## start Provided data

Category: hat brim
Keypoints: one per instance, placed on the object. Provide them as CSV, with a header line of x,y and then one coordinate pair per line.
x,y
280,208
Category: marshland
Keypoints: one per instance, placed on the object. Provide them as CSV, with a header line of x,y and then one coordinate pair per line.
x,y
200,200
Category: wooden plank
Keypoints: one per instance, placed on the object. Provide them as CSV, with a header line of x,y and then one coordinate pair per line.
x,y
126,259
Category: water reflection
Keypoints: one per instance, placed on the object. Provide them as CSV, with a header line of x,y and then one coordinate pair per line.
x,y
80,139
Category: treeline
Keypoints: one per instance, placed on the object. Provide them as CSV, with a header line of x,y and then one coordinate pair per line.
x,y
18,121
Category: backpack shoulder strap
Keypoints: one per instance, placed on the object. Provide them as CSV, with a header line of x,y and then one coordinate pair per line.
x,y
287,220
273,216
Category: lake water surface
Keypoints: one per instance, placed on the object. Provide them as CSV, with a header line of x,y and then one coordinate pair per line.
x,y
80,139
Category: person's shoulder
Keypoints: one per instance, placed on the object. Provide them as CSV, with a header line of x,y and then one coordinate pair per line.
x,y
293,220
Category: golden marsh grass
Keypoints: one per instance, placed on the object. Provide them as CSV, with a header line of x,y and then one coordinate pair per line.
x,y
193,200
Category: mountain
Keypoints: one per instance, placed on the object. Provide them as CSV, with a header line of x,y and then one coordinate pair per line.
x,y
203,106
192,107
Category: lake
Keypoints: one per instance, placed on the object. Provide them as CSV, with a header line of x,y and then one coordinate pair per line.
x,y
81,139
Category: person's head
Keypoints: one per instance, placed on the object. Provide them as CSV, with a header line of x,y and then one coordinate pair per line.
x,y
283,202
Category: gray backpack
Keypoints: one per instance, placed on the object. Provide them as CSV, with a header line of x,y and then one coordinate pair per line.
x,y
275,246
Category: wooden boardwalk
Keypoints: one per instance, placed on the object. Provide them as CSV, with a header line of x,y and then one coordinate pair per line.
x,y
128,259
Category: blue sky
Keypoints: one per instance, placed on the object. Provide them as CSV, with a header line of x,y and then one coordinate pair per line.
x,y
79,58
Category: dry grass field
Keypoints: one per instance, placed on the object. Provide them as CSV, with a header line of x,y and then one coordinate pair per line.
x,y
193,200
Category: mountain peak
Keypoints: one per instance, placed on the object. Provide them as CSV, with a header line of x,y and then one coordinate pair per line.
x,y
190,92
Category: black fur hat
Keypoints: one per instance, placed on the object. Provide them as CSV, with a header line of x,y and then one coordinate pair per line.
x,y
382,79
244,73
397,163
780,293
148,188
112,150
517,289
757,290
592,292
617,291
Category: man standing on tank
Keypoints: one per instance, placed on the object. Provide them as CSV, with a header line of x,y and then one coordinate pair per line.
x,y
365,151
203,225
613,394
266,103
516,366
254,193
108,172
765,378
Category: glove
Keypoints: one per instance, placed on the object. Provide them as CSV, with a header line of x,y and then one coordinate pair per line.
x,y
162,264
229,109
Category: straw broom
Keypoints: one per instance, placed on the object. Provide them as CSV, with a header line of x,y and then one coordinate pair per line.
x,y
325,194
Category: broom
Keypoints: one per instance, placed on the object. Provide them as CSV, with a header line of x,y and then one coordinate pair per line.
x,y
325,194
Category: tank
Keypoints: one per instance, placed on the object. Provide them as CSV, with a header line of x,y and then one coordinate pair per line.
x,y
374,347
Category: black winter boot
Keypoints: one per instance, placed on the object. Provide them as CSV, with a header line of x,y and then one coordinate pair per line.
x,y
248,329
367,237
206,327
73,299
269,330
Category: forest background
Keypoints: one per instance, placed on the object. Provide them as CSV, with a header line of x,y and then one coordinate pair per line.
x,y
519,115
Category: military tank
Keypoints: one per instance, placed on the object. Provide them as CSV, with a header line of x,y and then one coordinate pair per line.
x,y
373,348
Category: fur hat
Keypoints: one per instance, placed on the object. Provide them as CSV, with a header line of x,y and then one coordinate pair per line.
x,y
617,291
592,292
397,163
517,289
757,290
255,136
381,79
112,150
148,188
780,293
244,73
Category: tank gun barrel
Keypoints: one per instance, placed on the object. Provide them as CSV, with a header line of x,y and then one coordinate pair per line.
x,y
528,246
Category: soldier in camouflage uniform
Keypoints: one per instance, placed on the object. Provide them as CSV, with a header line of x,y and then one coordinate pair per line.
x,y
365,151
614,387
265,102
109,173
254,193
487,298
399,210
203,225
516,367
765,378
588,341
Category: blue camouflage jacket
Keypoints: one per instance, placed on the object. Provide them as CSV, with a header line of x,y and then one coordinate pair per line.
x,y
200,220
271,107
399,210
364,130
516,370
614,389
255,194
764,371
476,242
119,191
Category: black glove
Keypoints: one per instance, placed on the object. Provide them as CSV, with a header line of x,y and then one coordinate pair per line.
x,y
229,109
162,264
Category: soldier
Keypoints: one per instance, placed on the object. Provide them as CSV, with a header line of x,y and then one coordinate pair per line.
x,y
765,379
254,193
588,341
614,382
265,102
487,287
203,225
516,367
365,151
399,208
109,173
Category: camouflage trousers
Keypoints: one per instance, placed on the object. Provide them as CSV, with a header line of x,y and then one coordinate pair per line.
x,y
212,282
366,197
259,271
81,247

## end Provided data

Written request:
Reproduce the listing above in full, swapping each "one per instance" for "one per visible instance" and leaving everything else unchanged.

Answer to this problem:
Category: hat brim
Keypoints: one per visible instance, placed on the object. Provide them as CSV, with a header line of x,y and then one coordinate pair per line.
x,y
280,208
Category: marshland
Keypoints: one per visible instance, placed on the object. Provide them as CSV, with a header line of x,y and then one coordinate pair per line.
x,y
200,200
Category: wooden plank
Keypoints: one per visible instance, placed on the object. Provide them as CSV, with a header line of x,y and then one coordinate pair per line.
x,y
126,259
Category: water reflection
Keypoints: one per visible instance, placed on the object. Provide them as CSV, with a header line of x,y and then one coordinate pair per line.
x,y
80,139
Category: treeline
Keypoints: one per visible instance, placed on the object. Provide them as CSV, with a header line of x,y and then one coordinate pair per line.
x,y
18,121
Category: backpack shoulder strap
Keypoints: one per visible instance, placed on the object. Provide them as CSV, with a header line of x,y and then one coordinate pair per line.
x,y
287,220
273,216
Category: lake water surface
Keypoints: one per visible instance, placed on the object. Provide them as CSV, with a header line of x,y and then one coordinate pair per line.
x,y
80,139
Category: person's shoulder
Keypoints: one per visible instance, placed on the object. Provide them as CSV, with a header line of x,y and then one coordinate pair per line.
x,y
293,220
Category: golden marsh grass
Keypoints: one per visible instance, placed on the object. Provide them as CSV, with a header line of x,y and then one coordinate pair per line.
x,y
193,200
Category: mountain
Keypoints: one per visible instance, placed on the object. Provide them as CSV, with a header line of x,y and then one coordinate pair per line.
x,y
203,106
192,107
Category: lake
Keypoints: one per visible instance, placed on the object. Provide them as CSV, with a header line of x,y and then one coordinate pair per line.
x,y
81,139
Category: person's head
Keypoints: one per visible instance, placed on the object. Provide them as CSV, with a header line of x,y and then one coordinate pair per line.
x,y
283,202
Category: gray backpack
Keypoints: one per visible instance, placed on the object. Provide them as CSV, with a header line of x,y and then one coordinate pair per line.
x,y
275,246
Category: wooden boardwalk
Keypoints: one per visible instance, placed on the object. Provide them as CSV, with a header line of x,y and then one coordinate pair per line.
x,y
128,259
Category: blue sky
Keypoints: one per visible instance, placed on the object. Provide them as CSV, with a header line of x,y and then one coordinate pair per line.
x,y
79,58
Category: dry grass field
Keypoints: one per visible instance, placed on the object. Provide them as CSV, with a header line of x,y and then one coordinate pair per line.
x,y
193,200
Category: mountain peak
Keypoints: one per visible instance, placed on the object. Provide them as CSV, with a header line of x,y and then one coordinate pair per line.
x,y
190,92
Category: black fur hat
Keypoints: one per visible instance, placed on the object. Provide them as CSV, with a header line of x,y and then one coordinate pair per line.
x,y
382,79
244,73
397,163
780,293
148,188
112,150
517,289
757,290
592,292
617,291
Category: man standing on tank
Keypoints: one per visible instance, placed on the object. Provide them as CSV, with a header line of x,y and then one coordinate pair per line.
x,y
365,151
203,225
613,394
266,103
516,366
254,193
108,172
765,378
Category: glove
Keypoints: one per visible instance, placed on the object. Provide them as CSV, with a header line of x,y and then one coordinate pair per line.
x,y
162,264
229,109
Category: straw broom
Keypoints: one per visible instance, placed on the object. Provide them as CSV, with a header line of x,y and then one coordinate pair per line.
x,y
325,194
Category: broom
Keypoints: one per visible instance, placed on the object. Provide them as CSV, with a header line of x,y and then one coordinate pair per line.
x,y
325,194
Category: tank
Keypoints: one per visible instance, placed on the object. Provide them as CSV, with a header line of x,y and then one coordinate pair per line.
x,y
374,347
Category: black winter boot
Keypoints: one per visible instance, placed on the object. Provide them as CSV, with a header line of x,y and then one coordinate pair per line.
x,y
248,329
367,237
206,327
73,299
269,330
Category: forest background
Keypoints: one per visible instance, placed on the object. Provide them as CSV, with a header line of x,y and then one coordinate pair per line.
x,y
519,115
Category: military tank
Keypoints: one per visible instance, placed on the object. Provide them as CSV, with a header line of x,y and then one coordinate pair per line.
x,y
373,348
Category: fur hat
Keypoints: one per visible instance, placed on the object. Provide them as CSV, with a header line of x,y and then one coordinate pair per line.
x,y
617,291
592,292
397,163
517,289
757,290
255,136
381,79
112,150
148,188
780,293
244,73
Category: tank gun barrel
Keypoints: one per visible instance, placed on the object. Provide them as CSV, with a header line of x,y and then one coordinate pair per line.
x,y
528,246
Category: soldier in camouflage uniform
Keypoints: one per visible instance, placed on the object. Provide them as CSV, with a header line of x,y and then one coordinate pair per line.
x,y
365,151
614,387
265,102
109,173
254,193
487,298
399,210
203,225
516,367
765,378
588,341
Category: blue camouflage jacket
Keypoints: one per visible instance, placed on the object. Provide them as CSV, with a header line of x,y and then one coordinate pair per line.
x,y
200,220
271,107
399,210
364,130
516,370
614,389
255,194
764,371
476,242
119,191
Category: black glove
Keypoints: one per visible instance, placed on the object. Provide them as CSV, with a header line of x,y and then one coordinate pair per line.
x,y
229,109
162,264
Category: soldier
Keypoints: one per visible instance, placed on the object. Provide them as CSV, with a header line of x,y and then one coordinate pair per line.
x,y
765,379
254,193
588,341
614,382
265,102
487,287
203,225
516,367
365,151
399,208
109,173
Category: camouflage trousers
Keypoints: one per visible instance, placed on the object. Provide them as CSV, with a header line of x,y and then one coordinate pair per line.
x,y
212,282
366,197
259,271
81,247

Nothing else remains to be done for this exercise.